*** Opening DATASET CONTENT ***

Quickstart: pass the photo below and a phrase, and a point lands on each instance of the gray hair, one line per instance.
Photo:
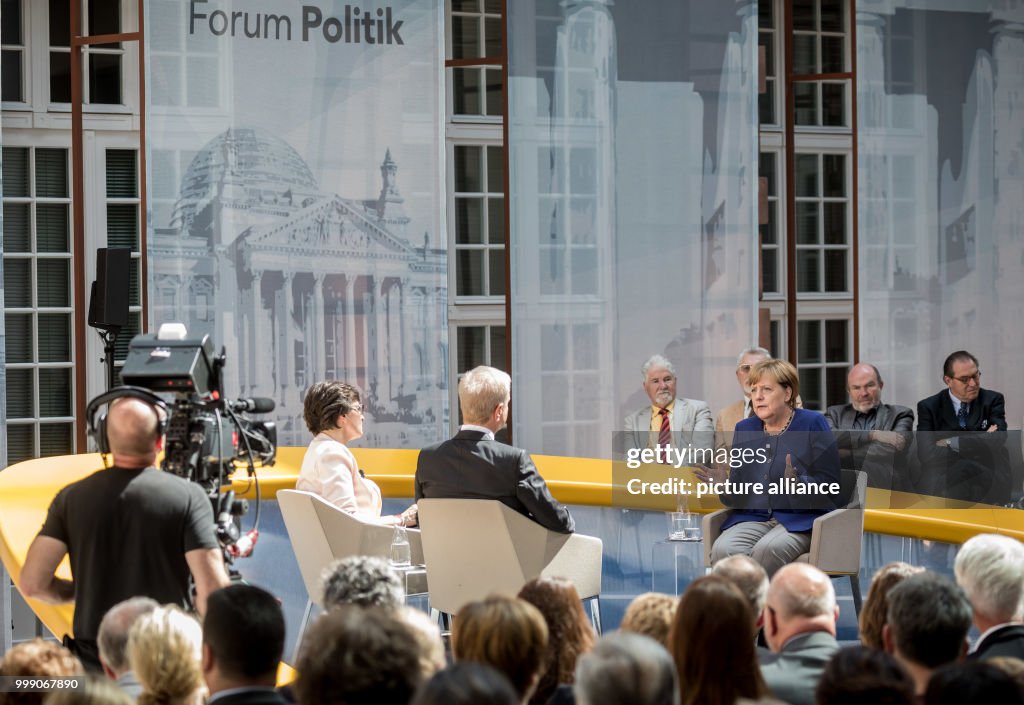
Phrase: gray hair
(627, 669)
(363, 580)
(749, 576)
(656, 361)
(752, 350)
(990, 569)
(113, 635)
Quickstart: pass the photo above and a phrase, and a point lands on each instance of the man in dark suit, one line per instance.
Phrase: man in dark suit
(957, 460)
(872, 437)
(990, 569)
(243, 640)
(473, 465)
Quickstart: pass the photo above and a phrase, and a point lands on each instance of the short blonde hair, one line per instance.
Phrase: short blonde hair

*** Closing DATASET CONTENT ***
*** Opening DATASET CONTENT ***

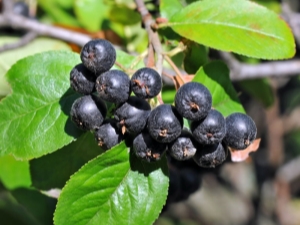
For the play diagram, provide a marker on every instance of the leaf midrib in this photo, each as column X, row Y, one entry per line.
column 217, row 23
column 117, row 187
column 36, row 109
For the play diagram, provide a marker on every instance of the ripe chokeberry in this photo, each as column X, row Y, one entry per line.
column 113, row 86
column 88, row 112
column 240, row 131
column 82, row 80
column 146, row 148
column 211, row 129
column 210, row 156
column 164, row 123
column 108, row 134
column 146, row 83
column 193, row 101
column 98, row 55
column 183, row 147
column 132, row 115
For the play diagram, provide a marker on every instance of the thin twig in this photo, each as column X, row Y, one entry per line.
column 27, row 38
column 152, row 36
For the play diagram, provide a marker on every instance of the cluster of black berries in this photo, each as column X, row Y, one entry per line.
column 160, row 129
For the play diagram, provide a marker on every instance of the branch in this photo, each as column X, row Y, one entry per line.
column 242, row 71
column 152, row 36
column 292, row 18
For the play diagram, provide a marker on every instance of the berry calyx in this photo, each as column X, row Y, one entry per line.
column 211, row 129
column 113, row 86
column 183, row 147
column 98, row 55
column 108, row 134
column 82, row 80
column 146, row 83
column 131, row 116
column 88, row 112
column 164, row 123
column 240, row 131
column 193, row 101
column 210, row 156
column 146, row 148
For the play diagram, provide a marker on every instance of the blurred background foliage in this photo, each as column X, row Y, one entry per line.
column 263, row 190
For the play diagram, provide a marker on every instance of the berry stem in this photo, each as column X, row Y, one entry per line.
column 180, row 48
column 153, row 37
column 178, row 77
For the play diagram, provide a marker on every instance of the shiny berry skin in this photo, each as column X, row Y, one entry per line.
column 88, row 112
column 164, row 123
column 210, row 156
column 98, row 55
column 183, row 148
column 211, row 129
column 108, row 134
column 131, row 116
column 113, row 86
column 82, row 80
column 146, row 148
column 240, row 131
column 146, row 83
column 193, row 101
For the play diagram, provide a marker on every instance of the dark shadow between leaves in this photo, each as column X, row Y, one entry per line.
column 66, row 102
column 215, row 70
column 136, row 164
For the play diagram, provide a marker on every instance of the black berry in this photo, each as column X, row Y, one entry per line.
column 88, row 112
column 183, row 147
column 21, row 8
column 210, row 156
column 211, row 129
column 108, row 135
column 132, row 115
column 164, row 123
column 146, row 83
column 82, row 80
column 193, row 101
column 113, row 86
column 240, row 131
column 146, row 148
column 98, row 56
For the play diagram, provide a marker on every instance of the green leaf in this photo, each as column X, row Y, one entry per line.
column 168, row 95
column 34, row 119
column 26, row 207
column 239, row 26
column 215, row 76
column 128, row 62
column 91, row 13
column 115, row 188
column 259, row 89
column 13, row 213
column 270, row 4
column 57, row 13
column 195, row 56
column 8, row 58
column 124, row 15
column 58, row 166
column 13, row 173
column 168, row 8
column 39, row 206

*** Closing DATASET CONTENT ***

» TASK DESCRIPTION
Word for word, retype the lines in the entries above that run from the one with "Quickstart: pass the photo below" through the one with "Phrase: short blonde hair". Both ends count; pictures do not.

» TASK ANSWER
Quickstart: pass the photo below and a phrase, and a point lands on each instance of the gray hair, one line per instance.
Photo:
Phrase: gray hair
(627, 669)
(363, 580)
(749, 576)
(656, 361)
(752, 350)
(990, 569)
(113, 635)
Quickstart: pass the photo above and a phrase, and a point lands on each instance of the man in dark suit, one line per instance.
Phrase: man in dark suit
(957, 460)
(872, 437)
(990, 569)
(243, 640)
(473, 465)
Quickstart: pass the photo above and a phrase, and a point lands on each instance of the short blonde hair, one line per instance.
Phrase: short blonde hair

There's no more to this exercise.